Voci del dataset archiviate:
□ □ □
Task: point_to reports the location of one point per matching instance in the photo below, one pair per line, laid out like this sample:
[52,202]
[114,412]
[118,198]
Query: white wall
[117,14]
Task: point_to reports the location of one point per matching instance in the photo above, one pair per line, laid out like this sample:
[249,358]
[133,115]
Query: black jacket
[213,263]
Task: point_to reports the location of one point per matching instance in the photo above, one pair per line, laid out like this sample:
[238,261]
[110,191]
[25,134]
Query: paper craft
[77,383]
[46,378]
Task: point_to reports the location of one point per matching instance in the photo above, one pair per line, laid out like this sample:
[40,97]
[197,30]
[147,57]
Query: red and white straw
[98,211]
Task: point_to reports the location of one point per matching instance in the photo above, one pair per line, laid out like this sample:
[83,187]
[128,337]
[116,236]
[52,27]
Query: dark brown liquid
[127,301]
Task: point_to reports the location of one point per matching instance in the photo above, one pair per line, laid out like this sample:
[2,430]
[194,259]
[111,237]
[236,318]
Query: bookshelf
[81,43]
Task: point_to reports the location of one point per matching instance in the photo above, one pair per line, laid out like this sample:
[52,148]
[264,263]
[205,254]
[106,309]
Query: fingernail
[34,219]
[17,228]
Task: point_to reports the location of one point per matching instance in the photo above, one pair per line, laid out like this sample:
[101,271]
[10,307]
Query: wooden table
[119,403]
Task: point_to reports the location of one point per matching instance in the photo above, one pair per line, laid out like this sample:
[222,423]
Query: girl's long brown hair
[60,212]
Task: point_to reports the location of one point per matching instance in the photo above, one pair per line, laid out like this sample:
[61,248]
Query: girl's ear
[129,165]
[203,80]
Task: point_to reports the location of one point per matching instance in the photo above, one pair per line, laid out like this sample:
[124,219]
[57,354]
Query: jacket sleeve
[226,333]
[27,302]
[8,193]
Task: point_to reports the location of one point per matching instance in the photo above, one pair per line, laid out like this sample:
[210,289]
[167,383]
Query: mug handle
□ □ □
Conta quante righe contengono la stringa "brown", distinguendo tra maiuscole e minuscole, e indica soltanto il numero.

Risposta esercizio | 2